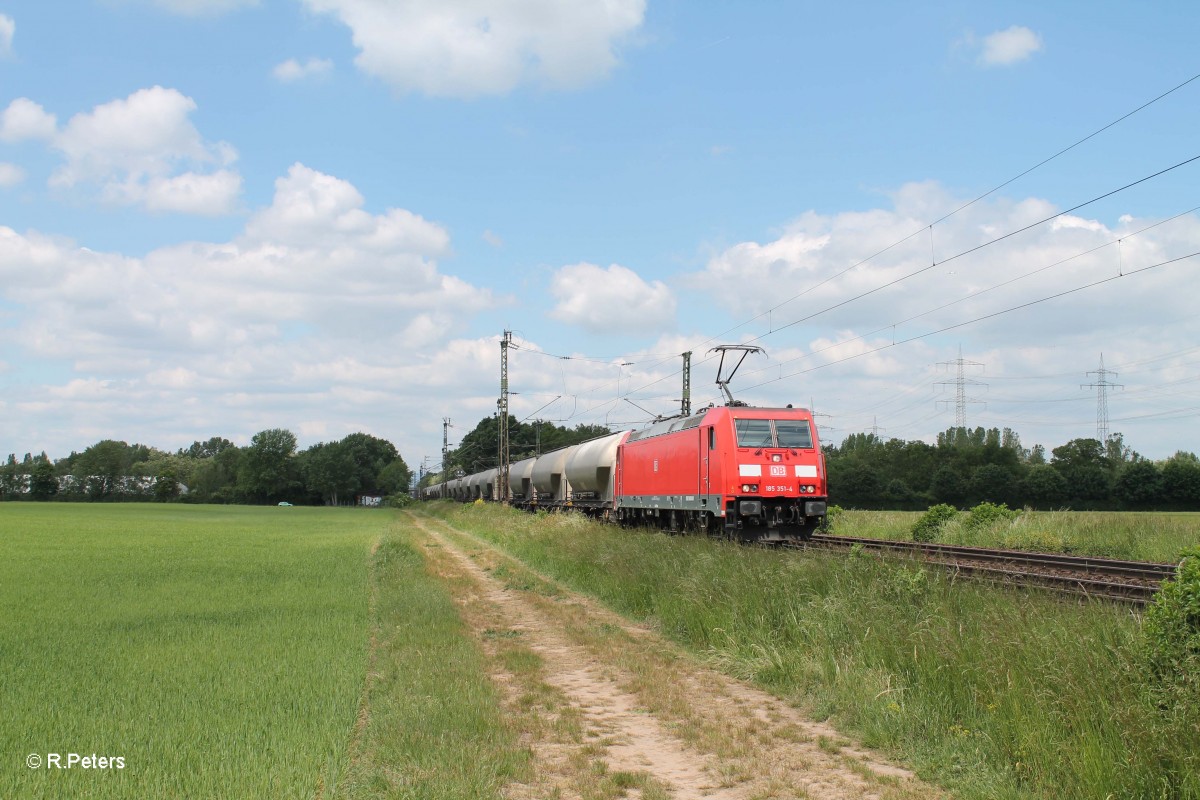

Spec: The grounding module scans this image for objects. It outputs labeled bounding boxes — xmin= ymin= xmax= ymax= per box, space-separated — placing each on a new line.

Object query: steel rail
xmin=810 ymin=534 xmax=1175 ymax=604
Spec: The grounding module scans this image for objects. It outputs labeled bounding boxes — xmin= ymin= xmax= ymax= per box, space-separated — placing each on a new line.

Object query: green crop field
xmin=0 ymin=504 xmax=379 ymax=798
xmin=832 ymin=510 xmax=1200 ymax=564
xmin=428 ymin=504 xmax=1200 ymax=800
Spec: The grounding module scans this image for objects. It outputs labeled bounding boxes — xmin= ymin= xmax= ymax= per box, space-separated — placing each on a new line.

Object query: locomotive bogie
xmin=422 ymin=405 xmax=827 ymax=542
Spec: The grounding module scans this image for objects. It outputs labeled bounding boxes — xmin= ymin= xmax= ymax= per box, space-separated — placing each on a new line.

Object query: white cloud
xmin=271 ymin=59 xmax=334 ymax=83
xmin=145 ymin=0 xmax=258 ymax=17
xmin=0 ymin=164 xmax=504 ymax=457
xmin=0 ymin=14 xmax=17 ymax=56
xmin=246 ymin=163 xmax=450 ymax=254
xmin=45 ymin=86 xmax=241 ymax=215
xmin=550 ymin=264 xmax=676 ymax=335
xmin=0 ymin=161 xmax=25 ymax=188
xmin=0 ymin=97 xmax=58 ymax=142
xmin=979 ymin=25 xmax=1043 ymax=67
xmin=685 ymin=184 xmax=1200 ymax=457
xmin=305 ymin=0 xmax=646 ymax=97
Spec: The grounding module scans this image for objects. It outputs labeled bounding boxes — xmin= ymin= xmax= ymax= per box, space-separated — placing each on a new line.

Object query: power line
xmin=743 ymin=251 xmax=1200 ymax=391
xmin=1080 ymin=353 xmax=1121 ymax=444
xmin=667 ymin=73 xmax=1200 ymax=364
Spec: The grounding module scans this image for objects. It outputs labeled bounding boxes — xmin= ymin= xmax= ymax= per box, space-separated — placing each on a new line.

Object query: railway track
xmin=809 ymin=534 xmax=1175 ymax=604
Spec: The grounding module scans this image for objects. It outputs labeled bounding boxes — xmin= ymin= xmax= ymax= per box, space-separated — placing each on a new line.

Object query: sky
xmin=0 ymin=0 xmax=1200 ymax=468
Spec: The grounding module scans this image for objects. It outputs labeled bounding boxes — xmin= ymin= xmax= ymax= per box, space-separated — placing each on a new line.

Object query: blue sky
xmin=0 ymin=0 xmax=1200 ymax=465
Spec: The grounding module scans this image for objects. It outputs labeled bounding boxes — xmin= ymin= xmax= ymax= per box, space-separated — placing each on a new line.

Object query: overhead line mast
xmin=937 ymin=344 xmax=988 ymax=428
xmin=494 ymin=331 xmax=512 ymax=503
xmin=1079 ymin=353 xmax=1122 ymax=445
xmin=679 ymin=350 xmax=691 ymax=416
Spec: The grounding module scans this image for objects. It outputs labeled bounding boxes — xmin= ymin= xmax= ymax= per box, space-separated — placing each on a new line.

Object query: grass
xmin=0 ymin=503 xmax=521 ymax=800
xmin=833 ymin=511 xmax=1200 ymax=563
xmin=334 ymin=515 xmax=528 ymax=800
xmin=434 ymin=505 xmax=1200 ymax=800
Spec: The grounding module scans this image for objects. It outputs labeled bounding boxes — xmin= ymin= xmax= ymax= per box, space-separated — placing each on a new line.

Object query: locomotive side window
xmin=733 ymin=420 xmax=774 ymax=447
xmin=775 ymin=420 xmax=812 ymax=449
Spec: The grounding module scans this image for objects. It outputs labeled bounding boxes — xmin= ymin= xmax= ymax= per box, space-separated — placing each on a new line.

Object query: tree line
xmin=0 ymin=428 xmax=412 ymax=505
xmin=823 ymin=427 xmax=1200 ymax=511
xmin=421 ymin=414 xmax=612 ymax=487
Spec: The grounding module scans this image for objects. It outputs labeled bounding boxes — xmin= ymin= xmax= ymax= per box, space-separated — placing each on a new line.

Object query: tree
xmin=29 ymin=453 xmax=59 ymax=500
xmin=1163 ymin=451 xmax=1200 ymax=509
xmin=1021 ymin=464 xmax=1067 ymax=507
xmin=829 ymin=462 xmax=883 ymax=509
xmin=299 ymin=441 xmax=358 ymax=505
xmin=71 ymin=439 xmax=140 ymax=500
xmin=338 ymin=433 xmax=400 ymax=492
xmin=187 ymin=446 xmax=242 ymax=503
xmin=929 ymin=465 xmax=967 ymax=506
xmin=238 ymin=428 xmax=300 ymax=503
xmin=1112 ymin=461 xmax=1163 ymax=509
xmin=0 ymin=453 xmax=25 ymax=500
xmin=154 ymin=461 xmax=179 ymax=501
xmin=179 ymin=437 xmax=238 ymax=459
xmin=970 ymin=464 xmax=1018 ymax=505
xmin=379 ymin=456 xmax=413 ymax=494
xmin=1050 ymin=439 xmax=1111 ymax=500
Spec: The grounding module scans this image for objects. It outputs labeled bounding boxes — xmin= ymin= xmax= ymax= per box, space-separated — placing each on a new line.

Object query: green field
xmin=432 ymin=504 xmax=1200 ymax=800
xmin=0 ymin=503 xmax=520 ymax=800
xmin=832 ymin=511 xmax=1200 ymax=564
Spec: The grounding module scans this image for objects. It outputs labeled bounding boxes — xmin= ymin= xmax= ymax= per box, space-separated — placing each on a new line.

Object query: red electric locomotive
xmin=613 ymin=405 xmax=827 ymax=541
xmin=426 ymin=344 xmax=828 ymax=541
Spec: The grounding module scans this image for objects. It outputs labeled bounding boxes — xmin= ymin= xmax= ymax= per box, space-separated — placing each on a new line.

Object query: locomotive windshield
xmin=775 ymin=420 xmax=812 ymax=447
xmin=733 ymin=420 xmax=812 ymax=449
xmin=733 ymin=420 xmax=774 ymax=447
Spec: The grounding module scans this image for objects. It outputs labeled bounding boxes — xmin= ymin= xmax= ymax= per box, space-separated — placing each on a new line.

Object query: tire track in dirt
xmin=410 ymin=515 xmax=941 ymax=800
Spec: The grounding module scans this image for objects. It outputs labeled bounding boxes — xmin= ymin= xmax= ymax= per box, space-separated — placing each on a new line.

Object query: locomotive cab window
xmin=775 ymin=420 xmax=812 ymax=450
xmin=733 ymin=420 xmax=775 ymax=447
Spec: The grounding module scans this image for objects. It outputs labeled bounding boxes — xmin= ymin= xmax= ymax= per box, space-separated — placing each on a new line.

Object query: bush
xmin=821 ymin=505 xmax=846 ymax=533
xmin=912 ymin=503 xmax=959 ymax=542
xmin=962 ymin=503 xmax=1020 ymax=530
xmin=1142 ymin=548 xmax=1200 ymax=705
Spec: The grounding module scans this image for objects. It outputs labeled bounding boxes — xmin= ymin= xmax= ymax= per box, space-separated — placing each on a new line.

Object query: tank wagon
xmin=424 ymin=404 xmax=828 ymax=541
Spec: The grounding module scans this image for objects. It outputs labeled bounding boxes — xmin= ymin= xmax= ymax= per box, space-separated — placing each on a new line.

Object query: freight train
xmin=422 ymin=399 xmax=828 ymax=542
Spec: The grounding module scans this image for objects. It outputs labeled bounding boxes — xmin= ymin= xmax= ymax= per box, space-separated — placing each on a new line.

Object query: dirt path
xmin=410 ymin=516 xmax=940 ymax=800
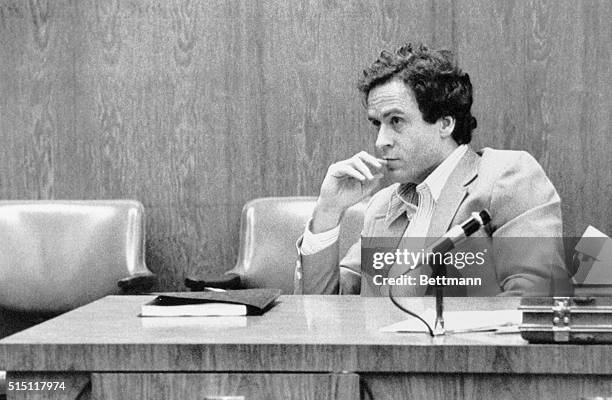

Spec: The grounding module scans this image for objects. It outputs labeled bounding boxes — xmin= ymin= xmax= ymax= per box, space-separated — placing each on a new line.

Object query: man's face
xmin=368 ymin=79 xmax=448 ymax=183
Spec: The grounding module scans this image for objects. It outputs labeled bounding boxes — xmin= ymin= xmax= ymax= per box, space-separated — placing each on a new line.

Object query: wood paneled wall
xmin=0 ymin=0 xmax=612 ymax=290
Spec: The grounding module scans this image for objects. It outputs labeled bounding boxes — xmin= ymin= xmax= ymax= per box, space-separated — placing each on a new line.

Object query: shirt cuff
xmin=300 ymin=218 xmax=340 ymax=256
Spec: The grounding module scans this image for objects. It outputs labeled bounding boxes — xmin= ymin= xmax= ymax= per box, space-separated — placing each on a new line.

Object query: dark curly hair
xmin=358 ymin=43 xmax=477 ymax=144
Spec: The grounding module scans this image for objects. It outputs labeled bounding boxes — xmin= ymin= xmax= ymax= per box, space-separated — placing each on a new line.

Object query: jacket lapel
xmin=427 ymin=147 xmax=480 ymax=243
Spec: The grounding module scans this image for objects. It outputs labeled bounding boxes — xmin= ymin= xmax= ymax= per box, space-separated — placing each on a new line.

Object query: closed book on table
xmin=140 ymin=289 xmax=281 ymax=317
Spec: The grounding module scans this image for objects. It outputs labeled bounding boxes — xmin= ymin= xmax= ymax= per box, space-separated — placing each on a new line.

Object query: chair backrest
xmin=229 ymin=197 xmax=367 ymax=294
xmin=0 ymin=200 xmax=150 ymax=313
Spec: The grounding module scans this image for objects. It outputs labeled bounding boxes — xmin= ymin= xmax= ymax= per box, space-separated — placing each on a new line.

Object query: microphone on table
xmin=427 ymin=209 xmax=491 ymax=336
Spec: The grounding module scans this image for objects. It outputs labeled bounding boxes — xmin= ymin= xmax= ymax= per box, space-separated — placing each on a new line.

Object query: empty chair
xmin=185 ymin=197 xmax=367 ymax=294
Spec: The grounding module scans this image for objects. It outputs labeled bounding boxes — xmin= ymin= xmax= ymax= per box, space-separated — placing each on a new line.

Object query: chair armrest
xmin=117 ymin=272 xmax=157 ymax=294
xmin=185 ymin=273 xmax=242 ymax=292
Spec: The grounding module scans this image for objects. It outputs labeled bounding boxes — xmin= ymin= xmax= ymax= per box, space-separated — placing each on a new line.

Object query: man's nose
xmin=376 ymin=124 xmax=393 ymax=150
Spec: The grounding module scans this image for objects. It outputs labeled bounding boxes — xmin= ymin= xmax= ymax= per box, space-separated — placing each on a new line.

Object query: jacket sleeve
xmin=294 ymin=234 xmax=361 ymax=294
xmin=490 ymin=152 xmax=572 ymax=296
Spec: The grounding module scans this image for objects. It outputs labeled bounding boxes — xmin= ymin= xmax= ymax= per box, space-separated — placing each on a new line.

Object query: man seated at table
xmin=295 ymin=44 xmax=571 ymax=296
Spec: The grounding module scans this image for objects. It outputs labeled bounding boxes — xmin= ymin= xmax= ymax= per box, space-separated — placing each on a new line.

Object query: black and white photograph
xmin=0 ymin=0 xmax=612 ymax=400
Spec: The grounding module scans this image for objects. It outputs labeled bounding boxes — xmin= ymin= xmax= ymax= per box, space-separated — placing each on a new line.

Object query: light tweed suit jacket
xmin=295 ymin=148 xmax=571 ymax=296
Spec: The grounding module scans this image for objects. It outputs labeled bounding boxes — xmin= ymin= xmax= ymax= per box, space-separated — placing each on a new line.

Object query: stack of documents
xmin=380 ymin=310 xmax=522 ymax=333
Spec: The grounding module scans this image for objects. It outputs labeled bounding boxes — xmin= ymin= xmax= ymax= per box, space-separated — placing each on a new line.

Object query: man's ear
xmin=438 ymin=115 xmax=455 ymax=138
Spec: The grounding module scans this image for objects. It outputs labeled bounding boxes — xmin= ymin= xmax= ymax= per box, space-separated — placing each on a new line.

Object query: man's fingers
xmin=356 ymin=151 xmax=387 ymax=169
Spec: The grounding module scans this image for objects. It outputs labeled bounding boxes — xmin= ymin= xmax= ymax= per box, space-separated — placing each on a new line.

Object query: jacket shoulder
xmin=365 ymin=183 xmax=399 ymax=217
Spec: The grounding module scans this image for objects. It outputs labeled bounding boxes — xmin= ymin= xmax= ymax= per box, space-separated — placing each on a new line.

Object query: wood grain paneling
xmin=0 ymin=0 xmax=612 ymax=290
xmin=360 ymin=371 xmax=612 ymax=400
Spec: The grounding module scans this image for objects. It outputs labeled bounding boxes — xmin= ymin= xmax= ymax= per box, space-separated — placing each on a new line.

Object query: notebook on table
xmin=140 ymin=289 xmax=281 ymax=317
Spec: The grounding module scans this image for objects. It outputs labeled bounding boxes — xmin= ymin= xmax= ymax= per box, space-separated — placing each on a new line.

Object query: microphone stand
xmin=428 ymin=210 xmax=491 ymax=336
xmin=431 ymin=262 xmax=446 ymax=336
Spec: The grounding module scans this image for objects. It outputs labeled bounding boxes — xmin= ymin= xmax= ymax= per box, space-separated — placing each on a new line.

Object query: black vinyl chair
xmin=185 ymin=197 xmax=367 ymax=294
xmin=0 ymin=200 xmax=156 ymax=315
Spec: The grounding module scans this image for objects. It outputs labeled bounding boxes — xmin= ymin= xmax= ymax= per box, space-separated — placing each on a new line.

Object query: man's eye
xmin=390 ymin=117 xmax=402 ymax=125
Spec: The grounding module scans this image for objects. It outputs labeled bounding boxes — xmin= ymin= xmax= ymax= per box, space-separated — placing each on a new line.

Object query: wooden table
xmin=0 ymin=296 xmax=612 ymax=400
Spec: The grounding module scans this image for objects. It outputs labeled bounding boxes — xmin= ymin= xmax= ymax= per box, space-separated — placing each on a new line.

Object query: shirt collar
xmin=385 ymin=144 xmax=468 ymax=226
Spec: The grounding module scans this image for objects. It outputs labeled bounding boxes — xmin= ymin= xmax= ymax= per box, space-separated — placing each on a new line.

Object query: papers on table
xmin=380 ymin=310 xmax=522 ymax=333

▶ [Prompt]: Reproduce everything from the start of the entries down to and including the line containing "xmin=422 ymin=405 xmax=827 ymax=542", with the requests kept unchanged. In the answer boxes, multiply each bounding-box coordinate by 0.45 and round to a whole number, halves up. Leave the pictures out.

▶ [In response]:
Spec: The grounding module scans this image for objects. It outputs labeled bounding boxes — xmin= ymin= xmax= ymax= per box, space-separated — placing each on a new line.

Object query: steel rail
xmin=365 ymin=240 xmax=529 ymax=272
Spec: The grounding module scans this image for objects. It outputs labeled bounding boxes — xmin= ymin= xmax= ymax= per box, space-separated — placing each on a new line.

Object query: green crop field
xmin=0 ymin=227 xmax=171 ymax=359
xmin=374 ymin=230 xmax=540 ymax=254
xmin=193 ymin=227 xmax=540 ymax=360
Spec: The grounding module scans this image for objects. It outputs labeled bounding boxes — xmin= ymin= xmax= ymax= per box, space-separated — placing each on a new line.

Object query: locomotive bogie
xmin=190 ymin=182 xmax=372 ymax=244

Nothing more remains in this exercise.